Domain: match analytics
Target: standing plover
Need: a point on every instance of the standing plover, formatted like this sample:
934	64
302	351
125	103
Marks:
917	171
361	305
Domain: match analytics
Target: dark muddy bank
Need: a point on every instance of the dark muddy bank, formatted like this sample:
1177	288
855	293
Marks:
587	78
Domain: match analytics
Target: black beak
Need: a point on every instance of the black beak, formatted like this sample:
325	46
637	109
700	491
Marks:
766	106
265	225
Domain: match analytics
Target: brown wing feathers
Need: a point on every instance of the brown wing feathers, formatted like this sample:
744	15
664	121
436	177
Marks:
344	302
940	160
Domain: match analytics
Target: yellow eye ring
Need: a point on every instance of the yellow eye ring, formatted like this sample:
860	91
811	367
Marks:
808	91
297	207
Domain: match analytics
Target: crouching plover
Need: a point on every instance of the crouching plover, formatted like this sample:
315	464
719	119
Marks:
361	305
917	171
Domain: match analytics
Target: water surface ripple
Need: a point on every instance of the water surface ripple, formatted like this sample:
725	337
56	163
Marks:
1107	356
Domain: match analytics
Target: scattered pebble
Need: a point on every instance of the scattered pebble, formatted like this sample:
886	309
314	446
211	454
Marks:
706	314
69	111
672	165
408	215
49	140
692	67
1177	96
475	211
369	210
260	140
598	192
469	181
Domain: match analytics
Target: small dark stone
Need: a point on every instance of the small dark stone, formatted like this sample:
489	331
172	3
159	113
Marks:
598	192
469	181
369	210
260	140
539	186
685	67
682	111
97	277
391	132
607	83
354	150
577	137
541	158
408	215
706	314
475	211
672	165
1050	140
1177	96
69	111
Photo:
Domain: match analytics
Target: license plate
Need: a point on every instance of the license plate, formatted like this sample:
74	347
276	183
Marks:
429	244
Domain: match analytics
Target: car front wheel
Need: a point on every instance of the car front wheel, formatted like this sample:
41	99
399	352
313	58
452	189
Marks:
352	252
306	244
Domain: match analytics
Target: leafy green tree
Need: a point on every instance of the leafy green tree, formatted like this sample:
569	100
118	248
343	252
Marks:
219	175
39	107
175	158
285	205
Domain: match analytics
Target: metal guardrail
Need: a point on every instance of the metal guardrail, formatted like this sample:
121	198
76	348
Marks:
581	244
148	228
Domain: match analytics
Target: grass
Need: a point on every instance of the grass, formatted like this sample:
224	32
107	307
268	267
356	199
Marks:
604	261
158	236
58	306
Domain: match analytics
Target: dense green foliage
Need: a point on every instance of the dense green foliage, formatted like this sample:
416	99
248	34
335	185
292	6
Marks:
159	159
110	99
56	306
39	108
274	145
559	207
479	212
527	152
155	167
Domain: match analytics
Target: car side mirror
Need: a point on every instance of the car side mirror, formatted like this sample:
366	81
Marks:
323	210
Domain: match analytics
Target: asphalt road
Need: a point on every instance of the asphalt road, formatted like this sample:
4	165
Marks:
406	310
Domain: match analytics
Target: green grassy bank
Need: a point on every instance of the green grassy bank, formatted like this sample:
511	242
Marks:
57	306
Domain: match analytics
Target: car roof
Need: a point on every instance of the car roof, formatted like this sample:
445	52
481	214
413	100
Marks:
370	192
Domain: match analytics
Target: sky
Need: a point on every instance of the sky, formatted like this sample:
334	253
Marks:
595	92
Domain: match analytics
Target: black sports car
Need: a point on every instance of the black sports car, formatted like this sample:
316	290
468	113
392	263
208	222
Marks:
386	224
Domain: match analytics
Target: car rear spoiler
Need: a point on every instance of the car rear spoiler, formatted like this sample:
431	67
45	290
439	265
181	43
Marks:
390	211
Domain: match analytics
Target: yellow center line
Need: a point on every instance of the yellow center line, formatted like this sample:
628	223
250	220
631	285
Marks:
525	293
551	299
──────
TASK
Reproduce the listing above verbatim, from first line to last.

SOLUTION
Domain: match analytics
Target: standing plover
Need: a point on every instance of the standing plover, formatted like this sample:
934	64
302	351
125	103
Marks:
917	171
361	305
Domain: match analytics
Target: dark muddy bank
Need: a point on every instance of the dark muddy bank, formatted like this sample:
1177	288
855	293
Marks:
587	78
Domain: match analytics
Target: black beak
Need: a point on every instance of the black beak, formatted like this sample:
325	46
637	109
700	491
Marks:
766	106
265	225
Domain: match analytics
Target: brown wing feathers
Need: a point on every instance of the brown wing feathers, formatted like this sample:
744	15
664	121
436	177
Marks:
344	302
940	160
Domain: match analytics
Target: yellow eye ring
Need: a point on every instance of the yellow eye ring, formatted like this sample:
860	91
811	367
Marks:
808	91
297	207
Domain: match analytics
Target: crouching plover
Need: a point on every instance of the crouching plover, formatted like this sample:
315	464
719	119
Marks:
361	305
917	171
Domain: match analytics
Target: water surface ripple
Need: a point on every instance of the water surface ripple, formatted like this sample:
725	337
56	163
Marks:
1107	356
Domain: match analytics
Target: scattered pebble
Need: a point on every instance of the scattered pebble, formatted like this sample:
886	309
314	446
211	454
Marks:
706	314
69	111
672	165
408	215
49	140
692	67
1177	96
475	211
369	210
260	140
598	192
469	181
Domain: match analytics
Target: small dark stone
Need: a point on every instance of the small dark stone, formatted like this sample:
489	331
172	3
159	113
Marks:
598	192
469	181
369	210
260	140
539	186
685	67
682	111
97	277
391	132
607	83
354	150
577	137
541	158
408	215
706	314
475	211
672	165
1050	140
1177	96
69	111
Photo:
Domain: match analytics
Target: license plate
Need: a point on every instance of the license plate, formatted like this sample:
74	347
276	183
Marks:
429	244
Domain: match analytics
Target: car front wheel
Need: a point on every instance of the car front wheel, formatted like this sample:
41	99
399	352
313	58
452	189
Marks:
352	252
306	244
Domain: match analytics
Target: leafy green tree
Need: a point on every instance of the leafy green tree, formatted like this sample:
569	100
118	248
343	252
Marks:
219	175
39	107
175	158
285	205
Domain: match analytics
Target: metal guardrail
Need: a point on every instance of the metal guardrail, formatted like this sample:
121	198
76	348
Marks:
581	244
148	228
Domain: match analytics
Target: grass
Need: a point on every instance of the grass, formatted like this sample:
224	32
107	307
268	267
356	199
Marks:
604	261
158	236
58	306
Domain: match analytics
Target: dense green foliage
Need: a point on every instance of the dense green foliage, formatted like this sample:
416	99
248	34
335	185
292	6
Marks:
159	159
110	99
56	306
39	108
274	145
559	207
479	212
527	152
155	167
Domain: match analytics
Target: car side mirror
Need: a point on every instance of the car side mirror, formatted like this sample:
366	81
Marks:
323	210
Domain: match analytics
Target: asphalt road
Need: a point on every instance of the asphalt road, formatted like this sample:
4	165
Marks:
406	310
Domain: match analytics
Target: green grassy bank
Need: a point on every instance of the green grassy bank, formatted like this sample:
511	242
Marks:
57	306
Domain: match analytics
Target: car roof
Need: a point on every instance of the car roof, formatted like this sample:
445	52
481	214
413	100
Marks:
370	192
Domain: match analytics
Target: sky
Need: a point on every instance of the sky, formatted like this sample:
334	253
Marks:
595	92
Domain: match analytics
Target: black sports car
Need: a point on every instance of the black sports car, formatted like this sample:
316	290
468	113
392	263
208	222
Marks:
386	224
Domain: match analytics
Target: car rear spoiler
Need: a point on every instance of the car rear spoiler, formatted like this sample:
431	67
45	290
439	265
181	43
Marks:
390	211
Domain: match analytics
Target: yellow center line
Need: a point on every instance of the yellow center line, formatted like this sample:
628	223
250	220
631	285
Marks:
525	293
551	299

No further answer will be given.